Records for processing:
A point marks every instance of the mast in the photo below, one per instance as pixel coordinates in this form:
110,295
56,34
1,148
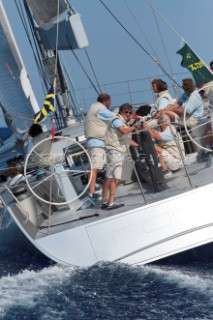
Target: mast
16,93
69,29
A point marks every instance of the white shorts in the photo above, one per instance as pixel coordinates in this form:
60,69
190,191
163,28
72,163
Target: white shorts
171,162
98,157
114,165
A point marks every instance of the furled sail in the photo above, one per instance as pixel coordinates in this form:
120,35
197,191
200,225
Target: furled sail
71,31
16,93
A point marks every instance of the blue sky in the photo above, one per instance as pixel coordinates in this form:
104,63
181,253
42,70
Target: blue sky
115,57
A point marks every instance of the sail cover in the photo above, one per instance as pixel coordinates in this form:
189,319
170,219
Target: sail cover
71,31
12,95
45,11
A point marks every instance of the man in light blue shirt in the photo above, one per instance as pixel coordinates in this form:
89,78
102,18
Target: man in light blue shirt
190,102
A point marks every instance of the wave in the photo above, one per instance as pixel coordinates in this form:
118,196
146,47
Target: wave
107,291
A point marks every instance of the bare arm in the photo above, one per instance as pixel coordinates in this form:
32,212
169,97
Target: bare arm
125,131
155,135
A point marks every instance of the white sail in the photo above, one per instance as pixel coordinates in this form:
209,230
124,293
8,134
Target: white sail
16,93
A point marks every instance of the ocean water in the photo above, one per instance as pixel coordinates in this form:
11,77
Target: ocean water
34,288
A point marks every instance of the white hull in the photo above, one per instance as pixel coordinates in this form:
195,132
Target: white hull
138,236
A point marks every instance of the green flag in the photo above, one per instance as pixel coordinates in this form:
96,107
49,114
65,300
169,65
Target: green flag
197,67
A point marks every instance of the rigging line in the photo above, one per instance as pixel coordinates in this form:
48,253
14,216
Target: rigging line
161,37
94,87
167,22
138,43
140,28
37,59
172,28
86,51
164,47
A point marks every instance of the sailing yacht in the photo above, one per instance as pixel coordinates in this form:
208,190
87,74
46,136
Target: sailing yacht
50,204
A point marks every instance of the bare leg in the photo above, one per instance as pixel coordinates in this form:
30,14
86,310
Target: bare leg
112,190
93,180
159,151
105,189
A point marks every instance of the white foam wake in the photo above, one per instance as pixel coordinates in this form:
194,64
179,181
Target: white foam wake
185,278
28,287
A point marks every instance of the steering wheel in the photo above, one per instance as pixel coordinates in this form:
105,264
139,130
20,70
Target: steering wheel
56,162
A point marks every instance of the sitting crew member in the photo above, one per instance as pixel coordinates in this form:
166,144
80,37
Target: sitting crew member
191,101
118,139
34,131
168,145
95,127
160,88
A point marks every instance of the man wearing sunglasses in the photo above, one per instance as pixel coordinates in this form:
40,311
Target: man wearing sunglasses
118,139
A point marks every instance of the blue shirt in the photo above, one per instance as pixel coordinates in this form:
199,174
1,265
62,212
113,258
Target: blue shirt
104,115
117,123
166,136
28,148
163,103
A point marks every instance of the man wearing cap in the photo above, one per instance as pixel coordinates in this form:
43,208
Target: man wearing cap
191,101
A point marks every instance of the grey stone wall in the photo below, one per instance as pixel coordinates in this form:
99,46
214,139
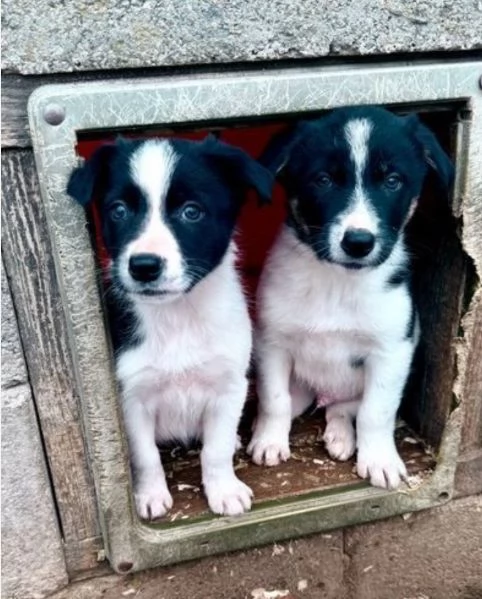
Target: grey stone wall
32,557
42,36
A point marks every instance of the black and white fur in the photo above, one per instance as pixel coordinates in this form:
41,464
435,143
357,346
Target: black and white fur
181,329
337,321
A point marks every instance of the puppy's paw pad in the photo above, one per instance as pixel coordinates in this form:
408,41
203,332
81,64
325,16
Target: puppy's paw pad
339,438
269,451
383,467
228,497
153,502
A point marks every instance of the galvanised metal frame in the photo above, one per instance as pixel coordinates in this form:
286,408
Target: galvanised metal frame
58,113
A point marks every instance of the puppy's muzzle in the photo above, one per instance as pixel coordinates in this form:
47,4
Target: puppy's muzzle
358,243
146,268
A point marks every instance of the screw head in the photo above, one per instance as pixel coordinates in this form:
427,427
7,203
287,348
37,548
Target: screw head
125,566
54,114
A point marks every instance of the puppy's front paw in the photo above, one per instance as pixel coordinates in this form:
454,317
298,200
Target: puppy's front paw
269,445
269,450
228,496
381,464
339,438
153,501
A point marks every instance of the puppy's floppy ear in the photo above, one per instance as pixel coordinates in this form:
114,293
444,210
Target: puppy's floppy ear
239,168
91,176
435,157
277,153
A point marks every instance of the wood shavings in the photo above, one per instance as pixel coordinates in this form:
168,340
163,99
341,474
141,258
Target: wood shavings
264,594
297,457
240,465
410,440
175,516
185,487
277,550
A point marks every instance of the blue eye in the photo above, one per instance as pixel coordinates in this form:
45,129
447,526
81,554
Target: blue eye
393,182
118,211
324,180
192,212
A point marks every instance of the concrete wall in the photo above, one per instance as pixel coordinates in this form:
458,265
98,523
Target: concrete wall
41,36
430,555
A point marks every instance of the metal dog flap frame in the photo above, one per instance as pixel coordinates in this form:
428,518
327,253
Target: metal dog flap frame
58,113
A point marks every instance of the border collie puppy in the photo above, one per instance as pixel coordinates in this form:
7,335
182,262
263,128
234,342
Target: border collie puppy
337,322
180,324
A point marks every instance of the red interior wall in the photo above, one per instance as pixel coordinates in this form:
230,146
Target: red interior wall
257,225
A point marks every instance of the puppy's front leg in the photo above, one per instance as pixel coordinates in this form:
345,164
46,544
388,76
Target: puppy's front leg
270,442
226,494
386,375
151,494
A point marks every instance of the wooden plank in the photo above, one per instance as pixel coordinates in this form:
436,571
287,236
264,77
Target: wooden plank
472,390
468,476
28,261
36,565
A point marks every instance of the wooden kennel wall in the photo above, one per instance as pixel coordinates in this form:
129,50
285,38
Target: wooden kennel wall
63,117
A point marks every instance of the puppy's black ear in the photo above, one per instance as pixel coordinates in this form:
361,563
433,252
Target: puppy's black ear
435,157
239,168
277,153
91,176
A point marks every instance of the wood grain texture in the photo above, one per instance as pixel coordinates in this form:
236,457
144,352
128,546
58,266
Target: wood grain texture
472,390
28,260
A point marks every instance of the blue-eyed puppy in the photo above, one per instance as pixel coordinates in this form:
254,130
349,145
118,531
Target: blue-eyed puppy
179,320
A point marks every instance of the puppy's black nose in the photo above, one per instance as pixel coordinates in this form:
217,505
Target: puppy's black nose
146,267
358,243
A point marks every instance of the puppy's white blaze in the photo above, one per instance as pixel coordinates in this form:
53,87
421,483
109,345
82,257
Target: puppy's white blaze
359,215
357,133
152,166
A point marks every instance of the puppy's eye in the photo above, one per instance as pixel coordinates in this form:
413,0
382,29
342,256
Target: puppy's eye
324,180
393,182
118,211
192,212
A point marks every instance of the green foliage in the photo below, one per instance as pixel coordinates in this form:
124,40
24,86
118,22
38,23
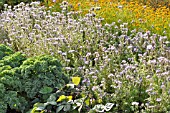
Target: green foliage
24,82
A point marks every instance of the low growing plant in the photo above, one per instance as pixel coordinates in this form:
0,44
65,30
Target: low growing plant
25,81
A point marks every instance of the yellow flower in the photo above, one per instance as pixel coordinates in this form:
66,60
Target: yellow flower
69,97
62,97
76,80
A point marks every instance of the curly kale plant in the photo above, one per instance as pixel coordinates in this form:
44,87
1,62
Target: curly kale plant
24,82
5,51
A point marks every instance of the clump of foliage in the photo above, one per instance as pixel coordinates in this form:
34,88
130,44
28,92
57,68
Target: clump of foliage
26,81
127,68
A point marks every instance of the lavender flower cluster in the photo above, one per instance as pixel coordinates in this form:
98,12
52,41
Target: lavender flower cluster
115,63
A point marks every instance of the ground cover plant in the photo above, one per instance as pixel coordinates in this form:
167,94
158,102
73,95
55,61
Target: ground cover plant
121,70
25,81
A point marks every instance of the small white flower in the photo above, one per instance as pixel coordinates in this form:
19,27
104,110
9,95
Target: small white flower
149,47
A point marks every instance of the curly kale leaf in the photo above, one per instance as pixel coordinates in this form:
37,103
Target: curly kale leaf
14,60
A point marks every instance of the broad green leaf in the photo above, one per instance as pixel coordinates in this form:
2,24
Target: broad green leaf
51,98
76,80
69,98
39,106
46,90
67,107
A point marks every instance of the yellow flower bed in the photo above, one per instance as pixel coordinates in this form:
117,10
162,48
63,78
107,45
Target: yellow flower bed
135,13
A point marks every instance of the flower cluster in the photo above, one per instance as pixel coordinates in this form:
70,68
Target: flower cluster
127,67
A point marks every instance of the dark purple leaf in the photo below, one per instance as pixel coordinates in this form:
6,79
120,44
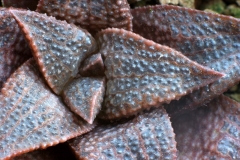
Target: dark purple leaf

The exercise:
Going from the line with "A point marks every instance of the lavender" to the last line of the listing, write out each line exactly and nothing else. Leave out all pictures.

Worked answer:
A point marks every instance of the lavender flower cluster in the photo above, one per instance as pixel coordinates in this form:
98,12
52,41
Target: lavender flower cluster
115,63
A point marks every instance of the ground cover plant in the photo above, one per instance as pixel coordinates in this form:
167,94
158,102
73,95
55,61
Target: ground cover plant
121,70
25,81
A point marks every instance of the small white flower in the photo above, one per instance as pixel coordinates in this form:
19,27
104,110
9,95
Target: small white flower
149,47
A point marks every instance of the curly kale leaf in the photo above, one per instance as pixel coordinates in this form:
37,103
Target: curly kale leaf
14,60
A point marks every instance of the broad green leaf in the photo above, one per instance as pixel coordinates in this form:
2,24
Target: broad green leaf
51,98
76,80
69,98
39,106
46,90
67,107
A point marks every instance of the yellow flower bed in the photo above, one per instance as pixel coordinates in this form:
117,10
162,48
63,78
107,45
Target: yellow flower bed
135,13
A point marks every instance of the flower cluster in the photo above, one per instance as pixel coordinates in this form:
70,68
Target: flower cluster
127,67
A point marks every instance of the dark purple leaf in the photo below, one per instance as pixel coordinates in this form:
6,79
120,44
Target: dark purple leaf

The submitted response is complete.